= TASK DETAILS =
Pick each line that has "Target" out of the records.

= RAW DATA =

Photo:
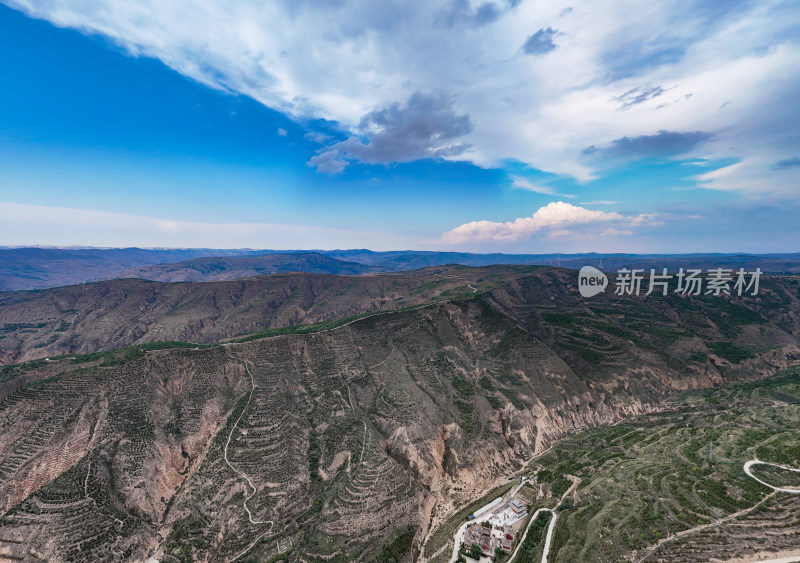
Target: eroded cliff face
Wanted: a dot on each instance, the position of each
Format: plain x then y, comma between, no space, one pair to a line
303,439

--

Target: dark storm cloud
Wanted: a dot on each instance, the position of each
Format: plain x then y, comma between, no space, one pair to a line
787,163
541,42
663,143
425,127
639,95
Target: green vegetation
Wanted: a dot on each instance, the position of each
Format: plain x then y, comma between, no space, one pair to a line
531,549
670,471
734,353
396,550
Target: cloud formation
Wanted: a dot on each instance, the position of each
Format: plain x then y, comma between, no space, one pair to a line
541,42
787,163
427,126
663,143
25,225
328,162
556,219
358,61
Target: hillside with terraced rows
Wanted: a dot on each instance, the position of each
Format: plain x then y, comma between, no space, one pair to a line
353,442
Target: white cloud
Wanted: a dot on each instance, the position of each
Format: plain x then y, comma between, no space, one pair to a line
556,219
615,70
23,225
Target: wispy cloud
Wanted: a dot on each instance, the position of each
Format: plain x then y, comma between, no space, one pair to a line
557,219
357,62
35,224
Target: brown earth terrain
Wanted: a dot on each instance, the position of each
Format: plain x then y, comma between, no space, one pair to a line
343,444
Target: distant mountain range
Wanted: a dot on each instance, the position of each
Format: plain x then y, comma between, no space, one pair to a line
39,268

==

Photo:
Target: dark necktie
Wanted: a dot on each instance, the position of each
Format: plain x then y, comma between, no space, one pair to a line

= PROBLEM SOLUTION =
Target: eroded cliff face
Target: dark storm cloud
Target: green vegetation
Target: cloud formation
Target: hillside with terraced rows
Target: white cloud
Target: wispy cloud
Target: brown earth terrain
Target: distant mountain range
Target: dark necktie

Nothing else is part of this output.